* WORK INSTRUCTIONS
Starting at the line that contains "Phrase: tennis court line", output each line through the end of the data exactly, and nothing more.

* MATERIALS PROVIDED
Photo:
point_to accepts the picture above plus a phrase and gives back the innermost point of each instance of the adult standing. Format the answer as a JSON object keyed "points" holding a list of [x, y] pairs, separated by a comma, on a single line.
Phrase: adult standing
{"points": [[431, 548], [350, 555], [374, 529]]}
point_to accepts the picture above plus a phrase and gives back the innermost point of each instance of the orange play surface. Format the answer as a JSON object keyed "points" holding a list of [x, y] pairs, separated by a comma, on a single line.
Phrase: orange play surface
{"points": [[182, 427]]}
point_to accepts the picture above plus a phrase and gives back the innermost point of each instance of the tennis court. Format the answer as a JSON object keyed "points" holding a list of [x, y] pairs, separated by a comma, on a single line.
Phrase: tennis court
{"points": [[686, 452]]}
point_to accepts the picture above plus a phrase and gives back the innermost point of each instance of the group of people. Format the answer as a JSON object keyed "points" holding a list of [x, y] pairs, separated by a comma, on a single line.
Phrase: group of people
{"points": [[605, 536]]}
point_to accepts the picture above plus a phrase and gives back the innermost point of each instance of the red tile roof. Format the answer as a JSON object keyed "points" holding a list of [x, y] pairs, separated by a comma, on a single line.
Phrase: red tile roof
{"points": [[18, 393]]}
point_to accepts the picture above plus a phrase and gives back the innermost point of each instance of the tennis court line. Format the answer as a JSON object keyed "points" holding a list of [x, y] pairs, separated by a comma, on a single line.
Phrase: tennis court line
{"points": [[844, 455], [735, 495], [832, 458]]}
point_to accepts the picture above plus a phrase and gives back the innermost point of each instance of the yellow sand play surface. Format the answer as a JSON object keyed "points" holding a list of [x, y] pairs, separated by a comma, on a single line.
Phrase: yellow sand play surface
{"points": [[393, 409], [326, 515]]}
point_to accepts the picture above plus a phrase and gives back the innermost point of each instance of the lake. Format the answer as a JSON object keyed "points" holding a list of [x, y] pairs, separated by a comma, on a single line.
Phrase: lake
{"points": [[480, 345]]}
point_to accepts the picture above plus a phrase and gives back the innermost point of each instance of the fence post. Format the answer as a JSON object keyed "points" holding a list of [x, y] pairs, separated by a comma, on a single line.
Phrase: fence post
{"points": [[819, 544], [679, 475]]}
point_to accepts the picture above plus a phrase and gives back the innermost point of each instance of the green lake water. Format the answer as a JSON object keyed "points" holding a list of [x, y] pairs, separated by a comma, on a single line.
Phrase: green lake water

* TASK RESPONSE
Phrase: tennis court line
{"points": [[844, 455], [735, 495], [832, 458]]}
point_to accepts the picture above plus a phrase and gives back the innermost point of each instance of the yellow sand play surface. Format the answer as a JSON object keyed "points" holding a list of [x, y] pairs, separated by a comma, on a single line.
Phrase: yellow sand play surface
{"points": [[393, 409], [326, 515]]}
point_to accepts the picture above plus a phrase and gives back the innermost point of each instance of the lake. Format the answer as a JSON object keyed "points" holding a list of [x, y] pairs, separated by a comma, on a single line.
Phrase: lake
{"points": [[480, 345]]}
point_to accepts the picture above plus a phrase and gives back the innermost point of each instance of the fence post. Format the answer as a JSON object keyed "points" holding a list of [x, y] pairs, separated by a comma, on a single line.
Phrase: fence post
{"points": [[819, 544], [679, 475]]}
point_to accepts the picture above plus a phrase and gives back the innermost point of each instance of the green lake water. Format the answer as a JSON object keyed "points" holding a list of [x, y] pairs, separated by a comma, on a single line.
Phrase: green lake water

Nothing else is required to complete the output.